- SELECTED PASSAGE:
=== Section Start ===

I repeatedly read that LIMMA is performing an ANOVA analysis, apparently always in the background, and also that the ANOVA results are obtainable. Unfortunately, though, I can't get/find this information and would appreciate it a lot if someone could enlighten me.
Below, I post the code I use to get my differential expression analysis from LIMMA. Its a shortened version, as I also calculate differences between all of my groups, but I hope its obvious that I have 6 groups (MB, PM, MC, MM, B, and PMN) and calculate the differential expression between all of them (these are developmental stages of neutrophil granulocytes, a white blood cell type).
It would be great to know how i could get an ANOVA, in the sense of a table with proteins (as this is a proteome analysis), are differentially expressed between all the groups. Currently, I am doing this with extra analysis.
Thanks a lot! Sebastian
# copy data
san <- san_gnp_pro # sample annotation
exp_4DE <- exp_gnp_pro_vsn # expression table (VSN normalized counts)

=== Section End ===

- INPUT DATA:

=== Section Start ===

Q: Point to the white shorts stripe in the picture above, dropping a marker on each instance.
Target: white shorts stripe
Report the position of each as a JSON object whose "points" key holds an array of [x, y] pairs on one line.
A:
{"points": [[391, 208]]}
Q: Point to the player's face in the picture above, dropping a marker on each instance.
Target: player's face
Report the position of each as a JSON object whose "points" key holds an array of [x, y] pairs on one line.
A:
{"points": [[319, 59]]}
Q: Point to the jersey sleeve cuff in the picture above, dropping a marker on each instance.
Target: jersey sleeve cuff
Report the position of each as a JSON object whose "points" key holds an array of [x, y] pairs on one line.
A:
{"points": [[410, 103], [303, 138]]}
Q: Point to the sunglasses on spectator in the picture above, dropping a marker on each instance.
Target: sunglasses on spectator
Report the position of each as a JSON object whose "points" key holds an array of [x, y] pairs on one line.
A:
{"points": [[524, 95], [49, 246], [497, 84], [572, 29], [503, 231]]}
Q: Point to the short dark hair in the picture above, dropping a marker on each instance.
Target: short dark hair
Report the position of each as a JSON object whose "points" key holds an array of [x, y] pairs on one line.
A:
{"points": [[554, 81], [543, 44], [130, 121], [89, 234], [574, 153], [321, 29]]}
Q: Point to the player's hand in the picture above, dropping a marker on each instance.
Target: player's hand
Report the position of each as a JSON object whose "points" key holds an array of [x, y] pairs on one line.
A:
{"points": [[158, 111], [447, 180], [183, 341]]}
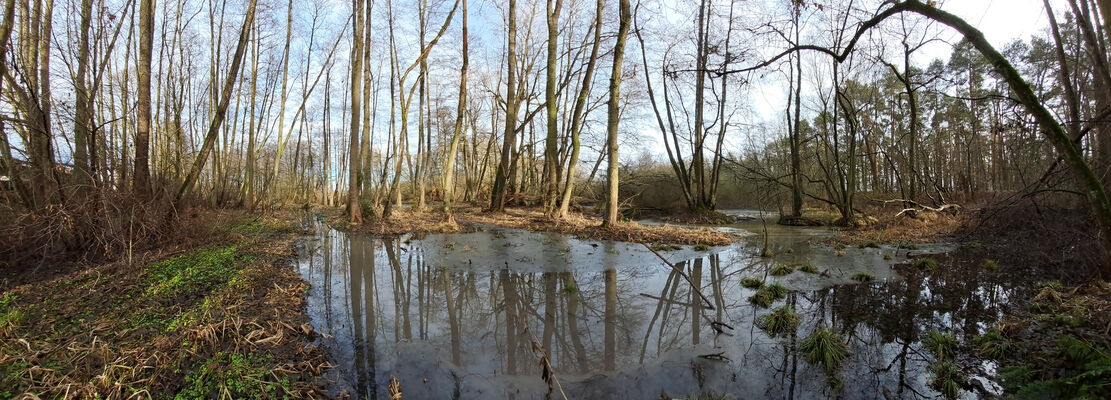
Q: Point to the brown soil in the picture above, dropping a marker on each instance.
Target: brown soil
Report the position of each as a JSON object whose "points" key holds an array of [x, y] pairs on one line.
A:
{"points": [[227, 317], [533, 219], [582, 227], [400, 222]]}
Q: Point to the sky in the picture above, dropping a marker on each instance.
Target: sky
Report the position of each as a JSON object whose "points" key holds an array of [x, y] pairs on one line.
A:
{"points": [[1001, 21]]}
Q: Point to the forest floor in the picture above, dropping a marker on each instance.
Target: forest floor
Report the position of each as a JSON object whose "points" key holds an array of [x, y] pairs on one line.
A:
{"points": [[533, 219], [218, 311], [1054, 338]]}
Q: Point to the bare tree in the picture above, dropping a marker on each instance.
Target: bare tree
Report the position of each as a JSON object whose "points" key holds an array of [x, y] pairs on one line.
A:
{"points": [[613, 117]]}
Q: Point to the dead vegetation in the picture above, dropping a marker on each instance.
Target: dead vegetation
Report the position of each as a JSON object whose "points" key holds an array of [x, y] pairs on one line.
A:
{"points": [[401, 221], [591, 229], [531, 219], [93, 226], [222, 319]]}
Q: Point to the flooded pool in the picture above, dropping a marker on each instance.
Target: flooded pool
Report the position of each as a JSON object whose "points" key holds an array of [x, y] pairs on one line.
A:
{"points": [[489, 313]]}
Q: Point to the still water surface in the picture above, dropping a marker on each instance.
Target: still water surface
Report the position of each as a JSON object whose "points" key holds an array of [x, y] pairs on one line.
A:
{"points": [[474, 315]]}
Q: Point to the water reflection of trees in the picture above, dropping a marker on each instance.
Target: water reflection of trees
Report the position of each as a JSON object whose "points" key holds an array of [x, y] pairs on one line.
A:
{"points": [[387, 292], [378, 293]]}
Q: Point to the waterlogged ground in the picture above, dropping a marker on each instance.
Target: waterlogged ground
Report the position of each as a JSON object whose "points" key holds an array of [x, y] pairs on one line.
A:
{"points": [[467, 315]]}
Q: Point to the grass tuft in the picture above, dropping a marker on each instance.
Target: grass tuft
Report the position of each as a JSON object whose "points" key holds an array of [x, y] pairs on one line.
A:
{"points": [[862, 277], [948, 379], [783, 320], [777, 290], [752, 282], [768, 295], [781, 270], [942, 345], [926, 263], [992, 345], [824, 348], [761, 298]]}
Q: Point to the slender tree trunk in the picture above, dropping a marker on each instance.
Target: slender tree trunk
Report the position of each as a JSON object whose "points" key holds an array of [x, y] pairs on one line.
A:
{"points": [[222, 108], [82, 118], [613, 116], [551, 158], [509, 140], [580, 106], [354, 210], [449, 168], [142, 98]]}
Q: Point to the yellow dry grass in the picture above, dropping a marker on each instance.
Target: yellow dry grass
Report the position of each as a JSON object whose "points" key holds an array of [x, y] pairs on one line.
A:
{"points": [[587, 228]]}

=== Section End ===

- REQUIRED ACTION 1: Could you reproduce the stretch of the LIMMA ANOVA post from "I repeatedly read" through "could enlighten me."?
- REQUIRED ACTION 2: Can you extend the LIMMA ANOVA post with the next part, starting after its final line?

- RESPONSE BOX 1:
I repeatedly read that LIMMA is performing an ANOVA analysis, apparently always in the background, and also that the ANOVA results are obtainable. Unfortunately, though, I can't get/find this information and would appreciate it a lot if someone could enlighten me.

- RESPONSE BOX 2:
# match order of san
san <- san[match(names(exp_4DE), san$id),]
# design
# target: san$pop_gen
design_popGen <- model.matrix( ~0 + pop_gen, data = san)
# contrast:
contrast_popGen <- makeContrasts(
MBvsPMN = pop_genMB - pop_genPMN,
PMvsPMN = pop_genPM - pop_genPMN,
MCvsPMN = pop_genMC - pop_genPMN,
MMvsPMN = pop_genMM - pop_genPMN,
BvsPMN = pop_genB - pop_genPMN,
levels = design_popGen)
# function for LIMMA
limma_getRes <- function(df, design, contrast) {
fit1 <- lmFit(df, design)
fit2 <- contrasts.fit(fit1, contrasts = contrast)
fit3 <- eBayes(fit2, trend = T, robust = T)
summary <- decideTests(fit3, p.value= 0.05, lfc=1, method = "separate", adjust.method = "BH")
results <- list(
fit1 = fit1,
fit2 = fit2,
fit3 = fit3,
summary = summary)
return(results)
}
# execute
limma_getRes fct DE_popGen <- limma_getRes(exp_4DE, design_popGen, contrast_popGen)
#export diffEx tables from limmas fit3 objects
extract_popGen <- function(fit3){
MBvsPMN <- topTable(fit3, number = nrow(fit3), coef = "MBvsPMN") #vsPMN 1
PMvsPMN <- topTable(fit3, number = nrow(fit3), coef = "PMvsPMN") #vsPMN 2
MCvsPMN <- topTable(fit3, number = nrow(fit3), coef = "MCvsPMN") #vsPMN 3
MMvsPMN <- topTable(fit3, number = nrow(fit3), coef = "MMvsPMN") #vsPMN 4
BvsPMN <- topTable(fit3, number = nrow(fit3), coef = "BvsPMN") #vsPMN 5
result <- list(
MBvsPMN = MBvsPMN, #1
PMvsPMN = PMvsPMN, #2
MCvsPMN = MCvsPMN, #3
MMvsPMN = MMvsPMN, #4
BvsPMN = BvsPMN #5
)
return(result)
}
## extract results
extract results DE_popGen <- extract_popGen(DE_popGen$fit3)
#push rownames to fid col
DE_popGen<- map(DE_popGen, rownames_to_column, var = "fid")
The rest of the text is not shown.